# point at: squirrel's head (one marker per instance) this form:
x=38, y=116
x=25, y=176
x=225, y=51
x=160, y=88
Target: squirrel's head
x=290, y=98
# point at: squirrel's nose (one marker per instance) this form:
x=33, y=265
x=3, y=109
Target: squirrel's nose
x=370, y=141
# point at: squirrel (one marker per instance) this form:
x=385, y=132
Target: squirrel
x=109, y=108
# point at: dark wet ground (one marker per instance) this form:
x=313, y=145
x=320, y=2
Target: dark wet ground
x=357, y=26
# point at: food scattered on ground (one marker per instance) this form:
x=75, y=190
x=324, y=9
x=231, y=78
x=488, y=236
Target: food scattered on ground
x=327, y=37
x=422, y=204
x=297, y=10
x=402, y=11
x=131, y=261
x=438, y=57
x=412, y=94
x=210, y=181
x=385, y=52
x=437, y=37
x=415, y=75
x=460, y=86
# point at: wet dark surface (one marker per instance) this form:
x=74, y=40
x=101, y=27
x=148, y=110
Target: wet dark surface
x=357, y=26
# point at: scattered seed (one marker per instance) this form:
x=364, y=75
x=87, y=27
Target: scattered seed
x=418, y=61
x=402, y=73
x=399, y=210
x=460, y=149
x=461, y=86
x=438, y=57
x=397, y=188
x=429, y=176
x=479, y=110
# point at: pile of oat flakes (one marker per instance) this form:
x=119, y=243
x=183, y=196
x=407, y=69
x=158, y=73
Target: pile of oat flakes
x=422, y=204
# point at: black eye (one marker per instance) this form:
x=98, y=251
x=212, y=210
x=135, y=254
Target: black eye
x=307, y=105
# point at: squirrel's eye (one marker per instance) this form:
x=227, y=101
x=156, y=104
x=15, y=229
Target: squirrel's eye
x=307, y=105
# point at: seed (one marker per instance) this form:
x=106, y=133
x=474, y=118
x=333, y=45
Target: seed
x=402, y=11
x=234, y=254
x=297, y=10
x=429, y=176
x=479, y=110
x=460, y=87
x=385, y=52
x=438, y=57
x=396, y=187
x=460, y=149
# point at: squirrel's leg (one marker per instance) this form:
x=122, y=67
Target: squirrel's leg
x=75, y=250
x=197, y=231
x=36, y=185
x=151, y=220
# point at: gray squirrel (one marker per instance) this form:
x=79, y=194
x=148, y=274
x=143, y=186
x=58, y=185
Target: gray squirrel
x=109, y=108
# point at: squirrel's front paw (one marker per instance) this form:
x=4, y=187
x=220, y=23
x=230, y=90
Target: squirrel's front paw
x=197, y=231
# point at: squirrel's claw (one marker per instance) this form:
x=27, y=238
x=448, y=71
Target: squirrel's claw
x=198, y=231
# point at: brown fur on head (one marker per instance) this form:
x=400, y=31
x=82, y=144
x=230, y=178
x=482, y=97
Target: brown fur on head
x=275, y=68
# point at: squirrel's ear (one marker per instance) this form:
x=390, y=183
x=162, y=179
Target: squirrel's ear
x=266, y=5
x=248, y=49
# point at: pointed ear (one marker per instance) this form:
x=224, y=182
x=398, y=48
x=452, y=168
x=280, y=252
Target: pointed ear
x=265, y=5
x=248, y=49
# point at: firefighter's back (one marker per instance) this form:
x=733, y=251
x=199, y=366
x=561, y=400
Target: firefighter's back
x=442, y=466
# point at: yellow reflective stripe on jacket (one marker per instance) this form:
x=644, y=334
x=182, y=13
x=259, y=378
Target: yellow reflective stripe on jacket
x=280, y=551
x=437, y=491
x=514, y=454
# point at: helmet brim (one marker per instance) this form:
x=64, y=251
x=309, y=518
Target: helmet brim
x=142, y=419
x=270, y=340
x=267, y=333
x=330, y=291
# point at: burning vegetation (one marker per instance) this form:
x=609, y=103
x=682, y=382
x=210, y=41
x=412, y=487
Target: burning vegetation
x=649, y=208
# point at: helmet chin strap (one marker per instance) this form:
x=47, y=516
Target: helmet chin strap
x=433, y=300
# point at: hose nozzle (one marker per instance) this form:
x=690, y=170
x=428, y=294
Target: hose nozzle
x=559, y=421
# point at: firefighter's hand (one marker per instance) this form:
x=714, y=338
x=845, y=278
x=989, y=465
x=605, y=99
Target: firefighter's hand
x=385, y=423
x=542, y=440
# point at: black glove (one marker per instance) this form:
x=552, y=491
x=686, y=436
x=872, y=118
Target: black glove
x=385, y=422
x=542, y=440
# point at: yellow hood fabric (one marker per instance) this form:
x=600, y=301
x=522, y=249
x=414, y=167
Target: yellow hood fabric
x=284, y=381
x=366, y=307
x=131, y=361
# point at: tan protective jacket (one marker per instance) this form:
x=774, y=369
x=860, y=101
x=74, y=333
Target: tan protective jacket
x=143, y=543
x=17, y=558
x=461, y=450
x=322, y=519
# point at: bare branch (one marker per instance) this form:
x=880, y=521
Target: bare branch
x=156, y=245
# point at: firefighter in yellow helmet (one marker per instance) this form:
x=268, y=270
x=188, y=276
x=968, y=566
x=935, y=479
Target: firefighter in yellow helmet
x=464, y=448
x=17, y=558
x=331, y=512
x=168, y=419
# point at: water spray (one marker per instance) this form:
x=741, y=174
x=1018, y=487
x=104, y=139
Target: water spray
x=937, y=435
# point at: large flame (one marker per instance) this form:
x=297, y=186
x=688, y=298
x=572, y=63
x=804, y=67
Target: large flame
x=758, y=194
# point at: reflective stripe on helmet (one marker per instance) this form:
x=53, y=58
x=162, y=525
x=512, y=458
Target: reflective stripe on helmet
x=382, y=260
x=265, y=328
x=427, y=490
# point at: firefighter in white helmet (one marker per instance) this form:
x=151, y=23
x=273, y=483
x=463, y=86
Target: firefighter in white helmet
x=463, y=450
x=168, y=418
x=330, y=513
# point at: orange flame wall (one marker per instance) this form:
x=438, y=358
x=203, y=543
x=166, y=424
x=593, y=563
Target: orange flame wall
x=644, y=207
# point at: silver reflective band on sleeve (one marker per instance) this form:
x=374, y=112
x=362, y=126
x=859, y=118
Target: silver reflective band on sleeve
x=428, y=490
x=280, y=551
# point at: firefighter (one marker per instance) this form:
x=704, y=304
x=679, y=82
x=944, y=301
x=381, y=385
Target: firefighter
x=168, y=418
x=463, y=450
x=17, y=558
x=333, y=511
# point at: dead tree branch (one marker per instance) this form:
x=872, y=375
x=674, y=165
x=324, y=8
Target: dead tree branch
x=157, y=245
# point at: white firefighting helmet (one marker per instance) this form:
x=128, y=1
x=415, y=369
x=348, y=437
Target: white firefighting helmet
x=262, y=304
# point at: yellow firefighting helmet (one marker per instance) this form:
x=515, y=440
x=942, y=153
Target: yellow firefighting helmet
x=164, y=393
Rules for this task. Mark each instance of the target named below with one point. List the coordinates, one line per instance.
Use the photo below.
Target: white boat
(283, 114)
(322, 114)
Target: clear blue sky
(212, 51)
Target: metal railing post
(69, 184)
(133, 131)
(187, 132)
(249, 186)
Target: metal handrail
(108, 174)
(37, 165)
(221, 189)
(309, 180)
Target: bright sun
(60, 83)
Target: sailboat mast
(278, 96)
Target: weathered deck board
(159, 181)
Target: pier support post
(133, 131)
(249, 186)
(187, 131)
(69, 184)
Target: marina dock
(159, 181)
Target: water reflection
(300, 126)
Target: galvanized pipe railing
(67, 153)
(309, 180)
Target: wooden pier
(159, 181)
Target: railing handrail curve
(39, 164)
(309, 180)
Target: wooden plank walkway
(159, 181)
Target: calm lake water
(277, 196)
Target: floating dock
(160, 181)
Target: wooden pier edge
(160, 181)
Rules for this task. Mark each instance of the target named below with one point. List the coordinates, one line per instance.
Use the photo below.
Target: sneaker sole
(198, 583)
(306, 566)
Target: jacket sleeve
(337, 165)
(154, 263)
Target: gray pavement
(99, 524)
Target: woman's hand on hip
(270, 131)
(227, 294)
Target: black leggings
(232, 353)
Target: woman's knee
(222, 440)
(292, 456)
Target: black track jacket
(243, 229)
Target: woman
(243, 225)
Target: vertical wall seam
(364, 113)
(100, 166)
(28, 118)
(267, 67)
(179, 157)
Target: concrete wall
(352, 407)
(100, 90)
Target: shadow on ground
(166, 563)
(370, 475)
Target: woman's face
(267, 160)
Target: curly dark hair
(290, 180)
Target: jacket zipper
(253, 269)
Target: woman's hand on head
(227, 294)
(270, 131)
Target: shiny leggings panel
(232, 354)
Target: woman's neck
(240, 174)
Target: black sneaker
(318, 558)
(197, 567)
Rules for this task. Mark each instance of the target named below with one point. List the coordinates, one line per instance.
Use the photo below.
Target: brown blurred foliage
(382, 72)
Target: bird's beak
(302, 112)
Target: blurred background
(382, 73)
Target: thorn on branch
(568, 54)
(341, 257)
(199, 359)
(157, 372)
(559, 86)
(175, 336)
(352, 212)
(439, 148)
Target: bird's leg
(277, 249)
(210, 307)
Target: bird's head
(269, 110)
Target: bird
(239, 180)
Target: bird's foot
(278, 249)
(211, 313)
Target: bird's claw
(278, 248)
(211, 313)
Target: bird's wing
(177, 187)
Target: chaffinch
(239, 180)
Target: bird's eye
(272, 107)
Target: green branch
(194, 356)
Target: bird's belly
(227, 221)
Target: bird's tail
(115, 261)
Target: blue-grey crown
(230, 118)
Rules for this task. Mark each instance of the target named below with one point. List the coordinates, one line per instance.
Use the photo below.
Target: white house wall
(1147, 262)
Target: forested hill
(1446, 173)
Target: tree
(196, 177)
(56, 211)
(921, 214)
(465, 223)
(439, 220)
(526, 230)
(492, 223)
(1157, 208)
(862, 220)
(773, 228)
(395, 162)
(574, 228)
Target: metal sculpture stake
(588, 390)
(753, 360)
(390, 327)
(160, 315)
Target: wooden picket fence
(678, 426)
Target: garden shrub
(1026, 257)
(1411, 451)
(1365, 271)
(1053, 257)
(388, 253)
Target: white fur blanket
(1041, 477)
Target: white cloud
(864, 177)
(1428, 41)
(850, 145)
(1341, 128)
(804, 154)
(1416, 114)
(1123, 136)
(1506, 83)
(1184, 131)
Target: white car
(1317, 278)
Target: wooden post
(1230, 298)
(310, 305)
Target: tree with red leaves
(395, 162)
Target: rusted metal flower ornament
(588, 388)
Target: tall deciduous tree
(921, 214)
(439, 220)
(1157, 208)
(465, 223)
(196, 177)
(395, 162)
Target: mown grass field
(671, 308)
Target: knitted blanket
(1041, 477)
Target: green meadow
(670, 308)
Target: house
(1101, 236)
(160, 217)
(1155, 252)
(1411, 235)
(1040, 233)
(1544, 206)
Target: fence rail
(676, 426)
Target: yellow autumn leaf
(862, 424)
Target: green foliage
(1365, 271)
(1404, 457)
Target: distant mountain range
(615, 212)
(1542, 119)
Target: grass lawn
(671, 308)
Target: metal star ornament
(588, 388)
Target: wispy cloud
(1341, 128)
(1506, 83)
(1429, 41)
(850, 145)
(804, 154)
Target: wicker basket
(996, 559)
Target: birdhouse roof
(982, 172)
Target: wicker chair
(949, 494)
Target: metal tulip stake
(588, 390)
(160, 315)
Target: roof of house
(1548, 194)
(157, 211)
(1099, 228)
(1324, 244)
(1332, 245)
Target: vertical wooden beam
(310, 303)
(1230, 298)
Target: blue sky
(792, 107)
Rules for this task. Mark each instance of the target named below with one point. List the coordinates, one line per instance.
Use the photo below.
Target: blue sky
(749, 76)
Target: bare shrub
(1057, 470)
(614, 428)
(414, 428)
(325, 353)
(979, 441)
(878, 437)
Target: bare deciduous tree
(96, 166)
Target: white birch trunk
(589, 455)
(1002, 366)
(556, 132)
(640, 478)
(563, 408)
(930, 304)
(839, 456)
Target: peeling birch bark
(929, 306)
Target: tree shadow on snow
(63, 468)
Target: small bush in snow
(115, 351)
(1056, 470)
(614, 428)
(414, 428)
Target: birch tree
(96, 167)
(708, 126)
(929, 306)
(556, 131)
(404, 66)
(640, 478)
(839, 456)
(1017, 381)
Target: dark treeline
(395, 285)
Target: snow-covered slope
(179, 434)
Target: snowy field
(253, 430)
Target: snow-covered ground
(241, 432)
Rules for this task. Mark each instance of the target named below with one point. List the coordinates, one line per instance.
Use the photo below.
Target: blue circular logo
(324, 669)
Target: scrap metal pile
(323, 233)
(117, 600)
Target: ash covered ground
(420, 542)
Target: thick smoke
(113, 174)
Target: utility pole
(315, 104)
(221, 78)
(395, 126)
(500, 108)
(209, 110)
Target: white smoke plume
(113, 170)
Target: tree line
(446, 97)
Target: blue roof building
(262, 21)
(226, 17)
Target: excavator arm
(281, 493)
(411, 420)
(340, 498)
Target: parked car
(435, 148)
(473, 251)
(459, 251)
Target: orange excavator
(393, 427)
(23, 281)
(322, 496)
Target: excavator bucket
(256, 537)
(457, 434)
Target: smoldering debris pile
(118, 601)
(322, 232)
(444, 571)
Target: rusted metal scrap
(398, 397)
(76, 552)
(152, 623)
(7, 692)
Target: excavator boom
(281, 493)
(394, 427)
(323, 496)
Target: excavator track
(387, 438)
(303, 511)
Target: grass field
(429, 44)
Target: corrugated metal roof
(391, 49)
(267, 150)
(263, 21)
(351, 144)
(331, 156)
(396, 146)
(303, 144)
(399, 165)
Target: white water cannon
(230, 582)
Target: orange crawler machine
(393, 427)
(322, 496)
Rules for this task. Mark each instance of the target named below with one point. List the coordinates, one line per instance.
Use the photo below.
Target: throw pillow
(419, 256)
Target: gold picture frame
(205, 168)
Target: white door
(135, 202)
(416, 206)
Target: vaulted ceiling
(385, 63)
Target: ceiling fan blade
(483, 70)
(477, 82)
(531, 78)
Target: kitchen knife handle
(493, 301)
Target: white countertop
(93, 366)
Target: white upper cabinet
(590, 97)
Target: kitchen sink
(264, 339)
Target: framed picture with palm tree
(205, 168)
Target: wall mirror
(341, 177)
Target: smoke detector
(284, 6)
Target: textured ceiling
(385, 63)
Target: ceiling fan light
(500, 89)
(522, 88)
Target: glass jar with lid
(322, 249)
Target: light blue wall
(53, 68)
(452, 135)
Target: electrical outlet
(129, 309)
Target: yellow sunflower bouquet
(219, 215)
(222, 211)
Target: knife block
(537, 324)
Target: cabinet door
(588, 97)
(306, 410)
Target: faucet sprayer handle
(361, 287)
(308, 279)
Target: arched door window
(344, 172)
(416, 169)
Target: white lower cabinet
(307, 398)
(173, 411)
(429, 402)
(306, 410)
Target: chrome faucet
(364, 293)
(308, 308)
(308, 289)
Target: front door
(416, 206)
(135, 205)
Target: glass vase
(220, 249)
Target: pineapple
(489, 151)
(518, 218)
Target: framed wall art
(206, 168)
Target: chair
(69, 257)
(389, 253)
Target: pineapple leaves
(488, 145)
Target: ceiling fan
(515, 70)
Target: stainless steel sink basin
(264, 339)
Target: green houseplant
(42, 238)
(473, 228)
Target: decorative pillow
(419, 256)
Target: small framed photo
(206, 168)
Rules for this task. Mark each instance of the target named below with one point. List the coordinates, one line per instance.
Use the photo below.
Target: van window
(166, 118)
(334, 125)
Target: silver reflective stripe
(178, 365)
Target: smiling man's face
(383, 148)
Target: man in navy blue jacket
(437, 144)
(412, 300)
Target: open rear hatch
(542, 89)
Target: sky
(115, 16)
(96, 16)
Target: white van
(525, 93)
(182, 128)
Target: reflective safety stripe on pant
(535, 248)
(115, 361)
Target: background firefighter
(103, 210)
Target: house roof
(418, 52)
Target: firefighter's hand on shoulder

== == ==

What needs to be done:
With both ends included, please retype exactly the lines from the line containing "Target: stainless steel sink basin" to the final line of the data.

Final result:
Target: stainless steel sink basin
(264, 339)
Target: green houseplant
(42, 238)
(473, 228)
Target: decorative pillow
(419, 256)
Target: small framed photo
(206, 168)
Rules for this task. Mark each instance of the target named below with one point. List the coordinates, one line per instance.
Use the photo below.
Target: van window
(166, 118)
(334, 125)
Target: silver reflective stripe
(178, 365)
Target: smiling man's face
(383, 148)
Target: man in navy blue jacket
(437, 144)
(412, 300)
Target: open rear hatch
(542, 89)
Target: sky
(115, 16)
(96, 16)
Target: white van
(525, 93)
(182, 128)
Target: reflective safety stripe on pant
(535, 248)
(115, 361)
Target: background firefighter
(103, 210)
Target: house roof
(418, 52)
Target: firefighter's hand on shoulder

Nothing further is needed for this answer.